■ Page:
-*-*-
Scottish Ballet is a step up even from that, though, and Webb knows it. Although he's an Associate Artist at Tramway, where Scottish Ballet are based, he had had no dealings with the company until he joined its Anserinae Choreographic Mentorship Scheme, set up to nurture emerging choreographers. His task, under the watchful eye of choreographer and teacher Kerry Nichols, had been to create a new piece inspired by the re-worked (no tutus!) Swan Lake the company was rehearsing at the time.

Drawn To Drone was the result, performed once (by Webb) at a private showcase in Edinburgh. He thought that would be the last of it until he received a call from Scottish Ballet's Artistic Director Christopher Hampson asking if he would like to perform it himself on the upcoming autumn tour, or to choreograph it for the company. He chose the second.

So after the Sunday Herald Culture Award, after this “pivotal” introduction to the world of international ballet companies, what next for the accidental dancer?

“I want to keep making my own work but in terms of the scale of it I'd like it to get bigger,” he says. “But I'd also like to start to work with other companies … When you go into a company as a guest choreographer and make a work for them, there's something really exciting about that.”

He also has plans for his own company – “I think it will happen quite soon, but I need to feel that the time is right” – and a grander vision for shaping a uniquely Scottish contemporary dance vernacular.

“I've thought about this a lot,” he tells me. “There's no Scottish style of contemporary dance because it's so young in the grand scheme compared to classical ballet. But it's something I've thought about doing a project on. I think there is definitely an energy which is very closely linked to working in Scotland or being Scottish.”

He defines it as “a sort of wildness” and says he sees it in the work of many of his Scottish-based contemporaries. It's informed by landscape, geography, weather.
-*-*-
■ Data:
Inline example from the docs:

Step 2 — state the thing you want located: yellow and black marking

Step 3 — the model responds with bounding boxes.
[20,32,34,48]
-*-*-
■ What you need to do:
a) Answer these questions from the article on Webb:
(i) Under whose watch did Webb create his piece for the mentorship scheme?
(ii) When Christopher Hampson called, which of the two offers did Webb take?
(iii) How does Webb define the energy he links to working in Scotland?
b) Does the article on Webb support each statement below? Answer yes or no and quote the words that decide it.
(i) Webb had worked with Scottish Ballet before he joined its mentorship scheme.
(ii) Webb performed Drawn To Drone himself at a private showcase in Edinburgh.
(iii) Webb has already set up his own company.
c) Please pull out everything in the article on Webb from "So after the" down to "the accidental dancer?".

■ Results by task:
a)
(i) Kerry Nichols, a choreographer and teacher.
(ii) To choreograph Drawn To Drone for the company.
(iii) As "a sort of wildness."

b)
(i) No: "he had had no dealings with the company until he joined its Anserinae Choreographic Mentorship Scheme"
(ii) Yes: "performed once (by Webb) at a private showcase in Edinburgh"
(iii) No: "I think it will happen quite soon, but I need to feel that the time is right"

c)
So after the Sunday Herald Culture Award, after this “pivotal” introduction to the world of international ballet companies, what next for the accidental dancer?